In the listing below, switch every "drill" to "exercise" and write out all the lines again with nothing else changed. Leave the pictures out of your answer.
----- RECORDS FOR THE TASK -----
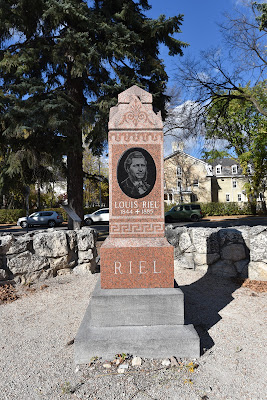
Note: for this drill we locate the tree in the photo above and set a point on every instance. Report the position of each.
(236, 71)
(245, 130)
(63, 64)
(96, 189)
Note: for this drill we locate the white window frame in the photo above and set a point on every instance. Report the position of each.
(249, 169)
(179, 170)
(234, 169)
(218, 169)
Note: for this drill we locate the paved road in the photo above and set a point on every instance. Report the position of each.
(103, 230)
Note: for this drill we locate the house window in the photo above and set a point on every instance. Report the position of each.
(234, 169)
(179, 170)
(218, 169)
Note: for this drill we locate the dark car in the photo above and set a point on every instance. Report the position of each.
(189, 212)
(49, 218)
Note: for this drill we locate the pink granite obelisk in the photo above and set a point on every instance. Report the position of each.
(136, 254)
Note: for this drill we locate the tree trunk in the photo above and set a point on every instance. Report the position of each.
(75, 150)
(75, 179)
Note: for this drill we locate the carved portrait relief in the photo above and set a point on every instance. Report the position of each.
(136, 172)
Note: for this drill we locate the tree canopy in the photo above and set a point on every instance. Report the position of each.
(245, 131)
(62, 65)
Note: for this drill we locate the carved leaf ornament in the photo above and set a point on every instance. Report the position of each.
(136, 115)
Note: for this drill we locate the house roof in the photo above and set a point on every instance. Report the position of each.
(177, 152)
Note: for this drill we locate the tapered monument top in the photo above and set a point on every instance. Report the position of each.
(128, 95)
(134, 111)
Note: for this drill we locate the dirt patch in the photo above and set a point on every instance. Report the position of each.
(8, 294)
(257, 286)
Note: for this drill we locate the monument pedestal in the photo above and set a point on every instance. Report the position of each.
(136, 263)
(137, 310)
(143, 322)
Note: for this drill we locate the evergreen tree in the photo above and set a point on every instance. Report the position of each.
(63, 63)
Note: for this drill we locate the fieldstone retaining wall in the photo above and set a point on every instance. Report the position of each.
(232, 252)
(39, 255)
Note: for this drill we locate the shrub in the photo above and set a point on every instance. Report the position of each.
(219, 209)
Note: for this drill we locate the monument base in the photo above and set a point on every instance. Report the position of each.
(142, 322)
(136, 263)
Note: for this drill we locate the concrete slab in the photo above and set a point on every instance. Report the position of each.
(159, 341)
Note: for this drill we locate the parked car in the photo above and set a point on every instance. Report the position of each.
(49, 218)
(191, 212)
(101, 215)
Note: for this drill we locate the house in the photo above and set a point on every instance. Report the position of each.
(186, 179)
(189, 179)
(228, 181)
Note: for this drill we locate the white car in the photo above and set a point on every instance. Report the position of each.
(101, 216)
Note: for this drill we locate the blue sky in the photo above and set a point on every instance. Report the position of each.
(199, 28)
-----
* OUTPUT FOR THIS EXERCISE:
Note: for this exercise we locate the tree in the photo above and set a point on every instance. Report the position of each.
(236, 71)
(245, 130)
(63, 64)
(96, 189)
Note: for this exercise we locate the white window frame in the photo above and set a point on every instance. Report the position of each.
(249, 169)
(179, 170)
(234, 169)
(218, 169)
Note: for this exercise we locate the paved road in the photo above and set a point on every instance. Report the position of each.
(103, 230)
Note: for this exercise we locate the house window in the photo above and set a point on every instance. Report the position of each.
(234, 169)
(179, 170)
(218, 169)
Note: for this exercise we locate the dark car in the photo above and set a point on every instance. Report the position of each.
(189, 212)
(49, 218)
Note: for this exercise we locate the pink granite obelisk in the photo above and set a point on every instance. Report the position of each.
(136, 254)
Note: for this exercise we locate the tree trunk in the photo above and set a point on every instance. Report the position of each.
(75, 150)
(75, 179)
Note: for this exercise we locate the carved portrait relief in the photo above and set a point on every instance. Report the position of each.
(136, 172)
Note: for this exercise we locate the tree canopy in the photo above and set a point on every instance. Report the position of each.
(245, 131)
(62, 65)
Note: for this exercise we locate the carved leaf ornament in the photo above and set a point on every instance. Report the position of each.
(136, 115)
Note: for this exercise we locate the house roof in the photo above and set a point on every instance. Report the position of each.
(177, 152)
Note: for this exercise we locate the tapered monument top in the photo above and set a point on every instance. Report the position of each.
(128, 95)
(134, 111)
Note: for this exercise we locate the dirt patch in the photo above and set a point on every instance. Report the position of each.
(8, 294)
(257, 286)
Note: for this exercise we locate the monument pedestal in the photo above and set a point on every instance. Report the position of each.
(136, 263)
(137, 310)
(143, 322)
Note: for this exercise we locate the evergreen tree in the photo above and set a point on every instance. Report the position of each.
(63, 63)
Note: for this exercise we locate the fieldstone retaining wall in the photo above and set a point on every instance. Report the position of each.
(232, 252)
(39, 255)
Note: for this exercise we locate the shrub in the photo above and set a point on every instance. Report the position of each.
(219, 209)
Note: for this exercise we locate the monument base in the photo above and set a point on every instance. Report the position of each.
(142, 322)
(136, 263)
Note: for this exercise we locate the concrete slab in the photo above and set a point on every instance. Report the position of each.
(159, 341)
Note: for this exercise we locate the parked car in the photo above and set a point on every instance. Report the position of each.
(49, 218)
(191, 212)
(101, 215)
Note: for this exercise we locate the house in the photo above and set a point on every instance. Report the position of each.
(186, 179)
(189, 179)
(228, 181)
Note: for this exercise we locate the white car in the photo above and set a point on every instance. Report the position of each.
(101, 216)
Note: for this exercise we locate the blue sky in the photo above and set a point on every instance. Report the position of each.
(199, 28)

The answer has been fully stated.